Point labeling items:
>>>>>

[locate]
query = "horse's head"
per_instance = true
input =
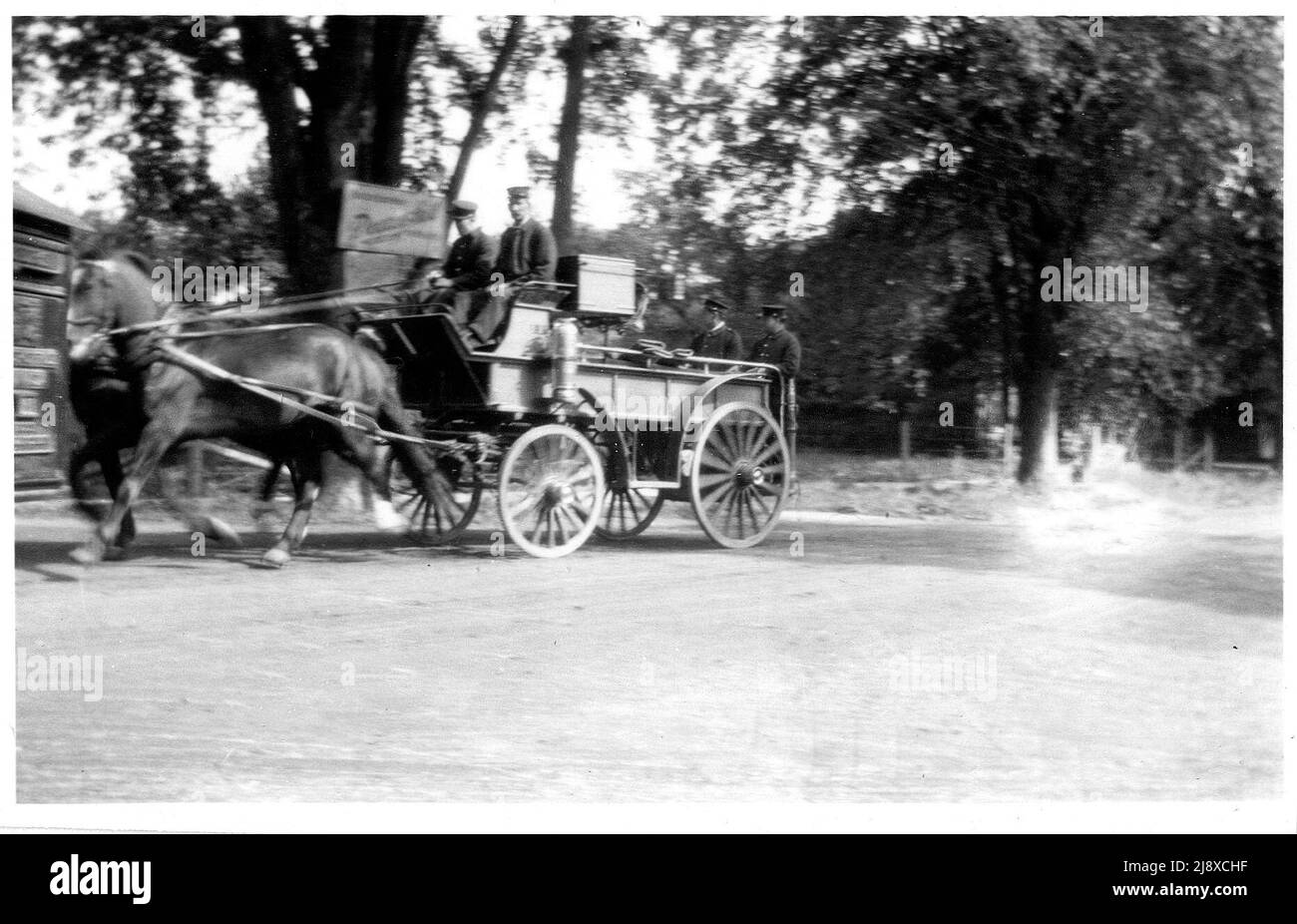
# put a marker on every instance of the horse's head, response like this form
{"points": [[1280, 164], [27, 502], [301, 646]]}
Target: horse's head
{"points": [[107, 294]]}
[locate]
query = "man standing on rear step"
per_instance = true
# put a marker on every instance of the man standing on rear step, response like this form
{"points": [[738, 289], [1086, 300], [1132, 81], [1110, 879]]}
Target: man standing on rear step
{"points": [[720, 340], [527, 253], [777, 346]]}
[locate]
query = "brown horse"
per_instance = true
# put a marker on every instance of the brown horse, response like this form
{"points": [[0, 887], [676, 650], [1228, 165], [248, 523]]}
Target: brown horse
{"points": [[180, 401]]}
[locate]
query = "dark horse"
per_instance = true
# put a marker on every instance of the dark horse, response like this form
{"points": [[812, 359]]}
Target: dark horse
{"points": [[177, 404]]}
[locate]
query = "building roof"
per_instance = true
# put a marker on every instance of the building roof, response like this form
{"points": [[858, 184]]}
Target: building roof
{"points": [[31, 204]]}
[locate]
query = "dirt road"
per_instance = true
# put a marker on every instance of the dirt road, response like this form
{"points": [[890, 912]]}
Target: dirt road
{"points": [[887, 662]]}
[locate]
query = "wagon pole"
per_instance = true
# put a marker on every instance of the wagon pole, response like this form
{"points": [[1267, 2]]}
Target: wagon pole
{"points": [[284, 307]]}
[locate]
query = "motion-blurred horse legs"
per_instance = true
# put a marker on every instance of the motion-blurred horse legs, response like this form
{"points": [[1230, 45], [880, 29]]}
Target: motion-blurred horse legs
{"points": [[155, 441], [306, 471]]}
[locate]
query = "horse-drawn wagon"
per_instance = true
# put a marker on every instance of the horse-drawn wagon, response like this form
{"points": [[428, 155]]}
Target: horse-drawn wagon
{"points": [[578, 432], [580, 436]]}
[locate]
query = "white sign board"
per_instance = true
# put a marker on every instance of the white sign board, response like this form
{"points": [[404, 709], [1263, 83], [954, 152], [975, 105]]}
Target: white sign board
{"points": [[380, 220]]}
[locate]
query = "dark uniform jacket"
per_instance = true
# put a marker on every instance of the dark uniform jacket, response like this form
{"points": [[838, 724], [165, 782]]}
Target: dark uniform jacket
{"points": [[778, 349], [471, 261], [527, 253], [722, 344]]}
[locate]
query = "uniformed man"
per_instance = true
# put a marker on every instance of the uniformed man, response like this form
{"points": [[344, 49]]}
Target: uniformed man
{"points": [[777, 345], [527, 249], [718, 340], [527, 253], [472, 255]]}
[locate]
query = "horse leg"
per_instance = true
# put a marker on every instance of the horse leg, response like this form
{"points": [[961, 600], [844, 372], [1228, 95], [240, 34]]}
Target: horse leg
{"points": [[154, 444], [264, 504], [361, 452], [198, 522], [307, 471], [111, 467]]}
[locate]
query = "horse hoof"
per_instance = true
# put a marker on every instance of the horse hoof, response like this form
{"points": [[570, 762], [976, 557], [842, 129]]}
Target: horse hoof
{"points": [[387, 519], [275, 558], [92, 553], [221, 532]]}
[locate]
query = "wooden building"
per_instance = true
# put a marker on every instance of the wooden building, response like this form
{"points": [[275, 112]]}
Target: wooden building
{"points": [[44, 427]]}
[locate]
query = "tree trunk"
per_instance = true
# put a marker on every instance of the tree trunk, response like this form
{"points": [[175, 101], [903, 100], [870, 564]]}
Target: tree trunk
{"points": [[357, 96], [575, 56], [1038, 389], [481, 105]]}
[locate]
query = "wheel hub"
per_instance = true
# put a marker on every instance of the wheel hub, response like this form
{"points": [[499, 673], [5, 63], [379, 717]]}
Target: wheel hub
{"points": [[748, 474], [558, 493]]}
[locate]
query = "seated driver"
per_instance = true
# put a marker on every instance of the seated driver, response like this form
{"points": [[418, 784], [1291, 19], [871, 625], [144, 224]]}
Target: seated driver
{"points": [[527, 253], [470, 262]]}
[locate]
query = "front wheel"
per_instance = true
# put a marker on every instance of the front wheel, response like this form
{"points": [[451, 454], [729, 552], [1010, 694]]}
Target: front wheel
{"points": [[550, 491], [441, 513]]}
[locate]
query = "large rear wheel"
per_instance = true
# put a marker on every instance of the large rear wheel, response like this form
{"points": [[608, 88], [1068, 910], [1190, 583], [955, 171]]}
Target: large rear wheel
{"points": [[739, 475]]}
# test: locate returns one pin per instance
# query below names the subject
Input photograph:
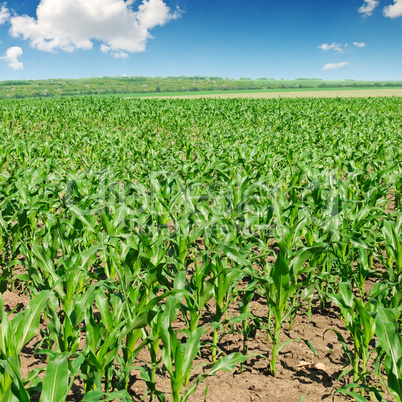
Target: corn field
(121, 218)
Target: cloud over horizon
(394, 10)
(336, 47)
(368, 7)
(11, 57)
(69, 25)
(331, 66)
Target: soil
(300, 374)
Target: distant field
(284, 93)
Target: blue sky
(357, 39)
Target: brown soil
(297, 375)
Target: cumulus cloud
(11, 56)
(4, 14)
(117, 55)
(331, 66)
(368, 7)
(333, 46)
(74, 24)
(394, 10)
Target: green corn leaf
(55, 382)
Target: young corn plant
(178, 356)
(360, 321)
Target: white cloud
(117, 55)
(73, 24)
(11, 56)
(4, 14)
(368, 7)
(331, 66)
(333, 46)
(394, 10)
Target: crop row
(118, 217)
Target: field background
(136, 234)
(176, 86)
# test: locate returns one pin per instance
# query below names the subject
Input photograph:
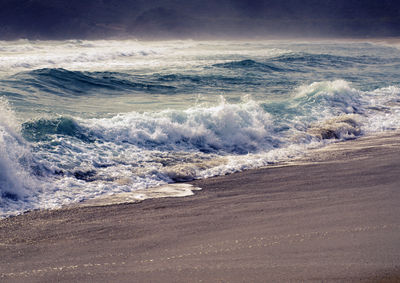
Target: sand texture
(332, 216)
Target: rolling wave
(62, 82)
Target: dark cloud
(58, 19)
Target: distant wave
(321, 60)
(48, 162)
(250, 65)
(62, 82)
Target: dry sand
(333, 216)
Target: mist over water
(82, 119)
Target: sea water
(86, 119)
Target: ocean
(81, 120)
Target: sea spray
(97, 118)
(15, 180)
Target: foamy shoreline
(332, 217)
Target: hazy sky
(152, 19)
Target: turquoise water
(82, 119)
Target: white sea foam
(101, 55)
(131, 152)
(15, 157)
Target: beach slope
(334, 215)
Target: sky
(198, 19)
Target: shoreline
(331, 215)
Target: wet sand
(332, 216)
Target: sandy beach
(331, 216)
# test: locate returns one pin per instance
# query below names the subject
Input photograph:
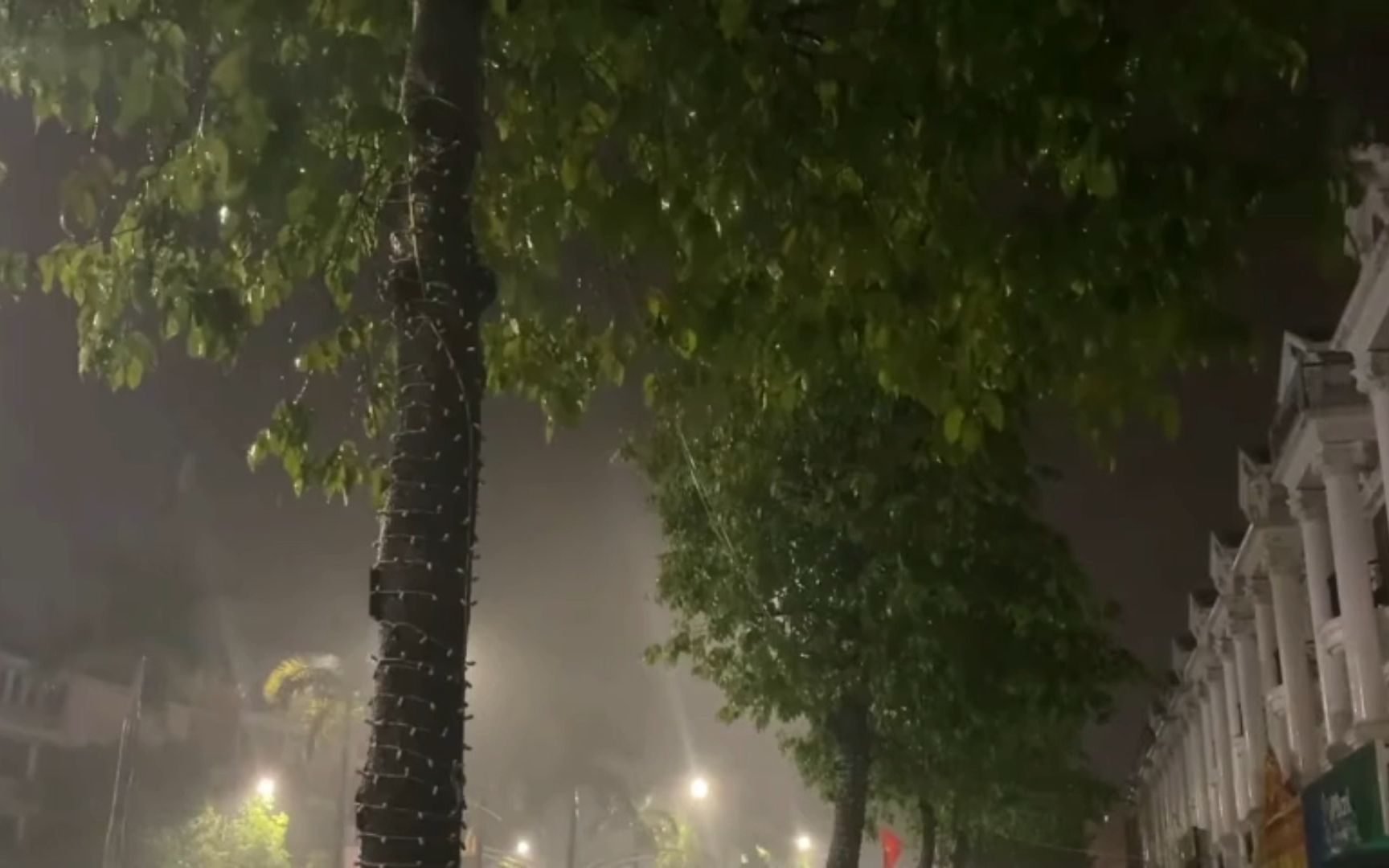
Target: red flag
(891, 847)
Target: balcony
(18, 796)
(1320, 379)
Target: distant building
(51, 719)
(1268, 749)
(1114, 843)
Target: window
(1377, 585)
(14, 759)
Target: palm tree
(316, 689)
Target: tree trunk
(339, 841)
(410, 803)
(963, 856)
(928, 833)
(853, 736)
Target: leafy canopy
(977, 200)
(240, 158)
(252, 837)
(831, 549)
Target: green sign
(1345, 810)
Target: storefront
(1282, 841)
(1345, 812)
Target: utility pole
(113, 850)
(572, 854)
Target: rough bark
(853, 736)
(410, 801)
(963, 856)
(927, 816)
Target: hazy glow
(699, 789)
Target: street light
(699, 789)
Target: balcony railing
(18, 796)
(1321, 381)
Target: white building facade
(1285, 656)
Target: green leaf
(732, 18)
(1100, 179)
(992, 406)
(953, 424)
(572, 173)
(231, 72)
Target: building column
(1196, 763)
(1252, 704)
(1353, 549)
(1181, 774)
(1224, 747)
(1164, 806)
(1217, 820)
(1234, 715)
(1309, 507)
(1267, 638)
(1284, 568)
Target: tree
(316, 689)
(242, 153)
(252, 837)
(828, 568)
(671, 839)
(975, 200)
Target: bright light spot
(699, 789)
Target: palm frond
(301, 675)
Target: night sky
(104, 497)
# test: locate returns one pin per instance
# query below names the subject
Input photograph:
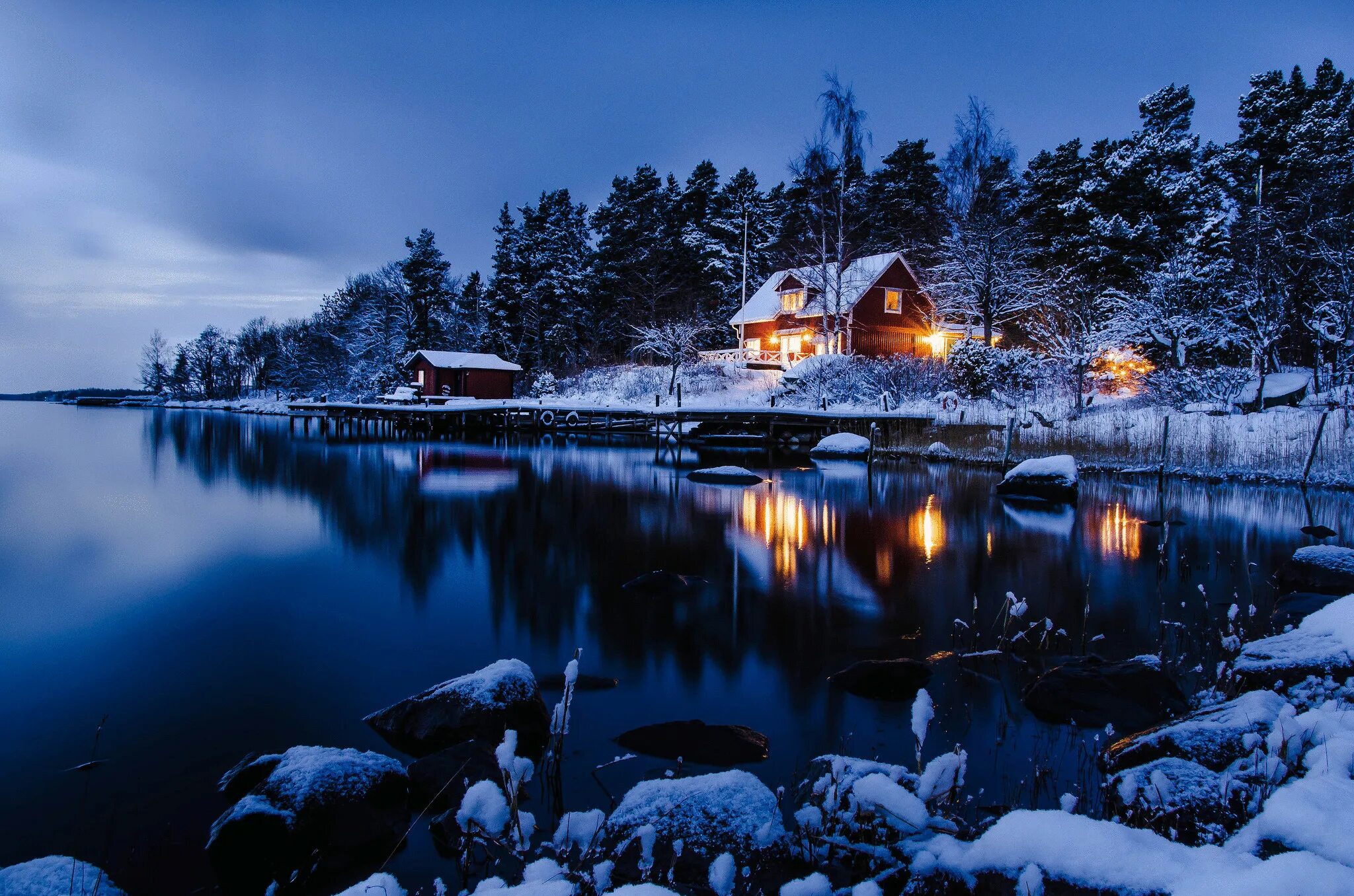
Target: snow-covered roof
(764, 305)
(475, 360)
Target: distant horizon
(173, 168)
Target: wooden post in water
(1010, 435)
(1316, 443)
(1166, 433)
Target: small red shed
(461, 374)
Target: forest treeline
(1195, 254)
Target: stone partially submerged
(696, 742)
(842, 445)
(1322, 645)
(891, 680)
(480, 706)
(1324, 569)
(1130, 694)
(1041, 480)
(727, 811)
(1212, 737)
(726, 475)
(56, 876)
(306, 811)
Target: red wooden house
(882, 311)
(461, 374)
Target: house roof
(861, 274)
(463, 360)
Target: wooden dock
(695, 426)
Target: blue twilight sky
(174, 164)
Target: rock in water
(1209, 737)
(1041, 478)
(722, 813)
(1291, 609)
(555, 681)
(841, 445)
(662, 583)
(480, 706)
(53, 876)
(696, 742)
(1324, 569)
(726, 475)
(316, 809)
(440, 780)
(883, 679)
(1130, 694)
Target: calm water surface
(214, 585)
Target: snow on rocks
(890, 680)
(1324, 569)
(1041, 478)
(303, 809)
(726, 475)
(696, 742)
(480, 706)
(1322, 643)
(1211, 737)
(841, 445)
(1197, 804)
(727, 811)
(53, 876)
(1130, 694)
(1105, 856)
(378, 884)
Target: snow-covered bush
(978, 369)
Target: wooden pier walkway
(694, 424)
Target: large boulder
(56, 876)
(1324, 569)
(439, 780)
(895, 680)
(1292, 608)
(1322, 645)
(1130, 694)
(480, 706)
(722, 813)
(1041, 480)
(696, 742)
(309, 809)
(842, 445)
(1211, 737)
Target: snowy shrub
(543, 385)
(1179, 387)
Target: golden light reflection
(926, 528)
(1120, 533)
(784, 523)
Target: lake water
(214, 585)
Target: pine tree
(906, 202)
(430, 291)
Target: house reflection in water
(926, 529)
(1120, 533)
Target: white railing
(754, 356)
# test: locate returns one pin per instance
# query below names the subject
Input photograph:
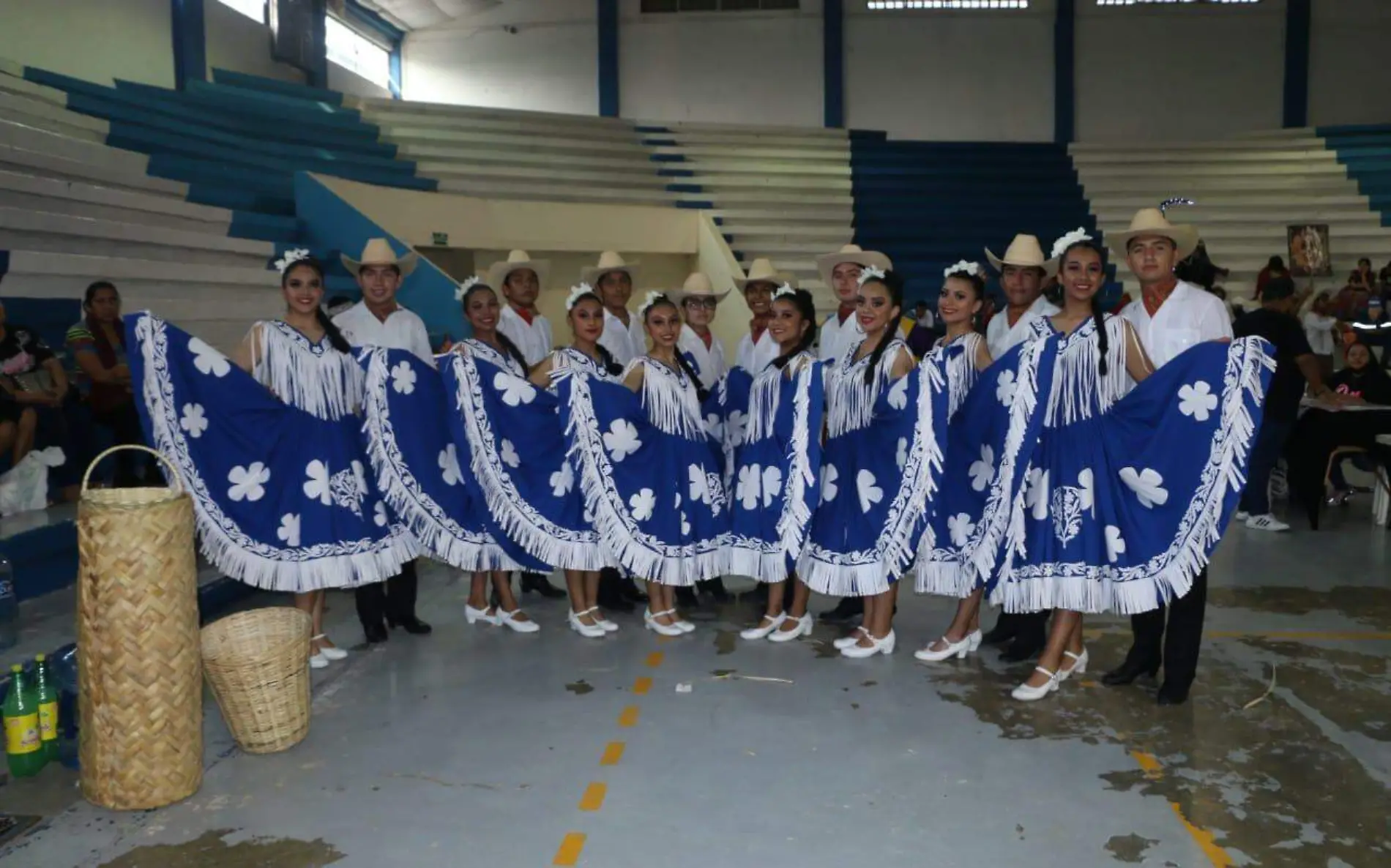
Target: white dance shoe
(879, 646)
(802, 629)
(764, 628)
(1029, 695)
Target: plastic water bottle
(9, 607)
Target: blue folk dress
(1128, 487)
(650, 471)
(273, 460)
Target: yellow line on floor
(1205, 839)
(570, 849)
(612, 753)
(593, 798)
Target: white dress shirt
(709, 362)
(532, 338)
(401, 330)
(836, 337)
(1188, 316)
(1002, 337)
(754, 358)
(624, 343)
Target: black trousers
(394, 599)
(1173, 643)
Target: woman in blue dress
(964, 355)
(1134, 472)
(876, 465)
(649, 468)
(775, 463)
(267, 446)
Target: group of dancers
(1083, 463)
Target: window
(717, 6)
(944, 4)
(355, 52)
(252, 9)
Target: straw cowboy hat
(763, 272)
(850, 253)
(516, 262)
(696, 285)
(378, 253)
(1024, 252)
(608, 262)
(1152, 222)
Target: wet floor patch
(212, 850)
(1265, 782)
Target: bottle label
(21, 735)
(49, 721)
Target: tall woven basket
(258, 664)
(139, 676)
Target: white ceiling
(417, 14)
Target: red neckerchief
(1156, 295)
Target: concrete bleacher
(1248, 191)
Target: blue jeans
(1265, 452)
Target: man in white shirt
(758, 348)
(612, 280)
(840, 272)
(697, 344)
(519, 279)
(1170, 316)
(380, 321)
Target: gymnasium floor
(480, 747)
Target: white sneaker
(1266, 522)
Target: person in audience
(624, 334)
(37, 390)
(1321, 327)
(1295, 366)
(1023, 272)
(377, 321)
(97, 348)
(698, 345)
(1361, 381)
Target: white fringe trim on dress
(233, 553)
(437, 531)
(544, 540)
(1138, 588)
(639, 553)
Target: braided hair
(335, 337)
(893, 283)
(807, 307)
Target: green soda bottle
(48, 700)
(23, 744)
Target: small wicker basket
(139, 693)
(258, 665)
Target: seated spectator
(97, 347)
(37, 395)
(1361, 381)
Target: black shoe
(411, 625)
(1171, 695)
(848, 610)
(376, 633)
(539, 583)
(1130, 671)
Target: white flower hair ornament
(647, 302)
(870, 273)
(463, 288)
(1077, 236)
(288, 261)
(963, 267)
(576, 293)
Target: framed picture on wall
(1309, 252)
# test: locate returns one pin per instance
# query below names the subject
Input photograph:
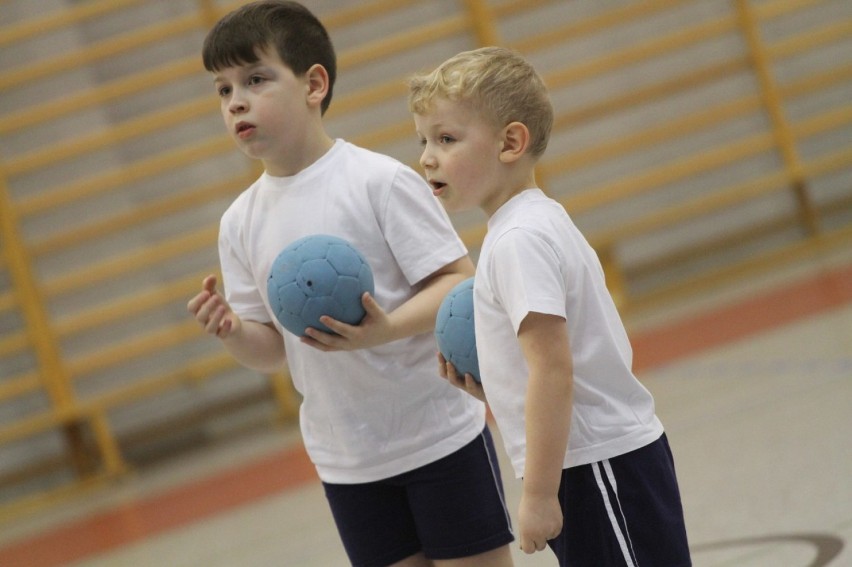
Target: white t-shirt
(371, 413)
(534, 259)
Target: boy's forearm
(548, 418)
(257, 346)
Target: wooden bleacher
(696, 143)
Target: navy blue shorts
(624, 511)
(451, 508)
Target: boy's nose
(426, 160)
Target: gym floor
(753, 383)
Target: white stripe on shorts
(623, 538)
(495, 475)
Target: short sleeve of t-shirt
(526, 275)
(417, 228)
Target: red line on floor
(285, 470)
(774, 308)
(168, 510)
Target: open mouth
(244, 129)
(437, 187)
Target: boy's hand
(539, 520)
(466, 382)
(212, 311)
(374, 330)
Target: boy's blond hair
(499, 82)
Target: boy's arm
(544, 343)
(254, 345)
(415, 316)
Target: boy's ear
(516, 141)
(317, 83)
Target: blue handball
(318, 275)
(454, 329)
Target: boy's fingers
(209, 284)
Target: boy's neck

<<<<<

Task goal:
Change "boy's" to "child's" in everything from the line containing "Target: navy blue shorts" down to the end of the items, and write those lines out again with nothing else altered.

Correct output:
Target: navy blue shorts
(624, 511)
(451, 508)
Target: child's nose
(426, 160)
Target: gym floor
(753, 383)
Target: white stripe on shorts
(623, 538)
(495, 475)
Target: short sleeve of t-shirt
(526, 275)
(417, 228)
Target: red line on floor
(285, 470)
(774, 308)
(168, 510)
Target: open mouth
(244, 129)
(437, 187)
Target: child's hand
(539, 520)
(466, 382)
(212, 311)
(374, 330)
Target: child's blond hair
(499, 82)
Target: child's arm
(544, 343)
(254, 345)
(415, 316)
Target: child's ear
(516, 141)
(317, 83)
Target: blue handball
(318, 275)
(454, 329)
Target: child's fingers
(209, 284)
Target: child's neck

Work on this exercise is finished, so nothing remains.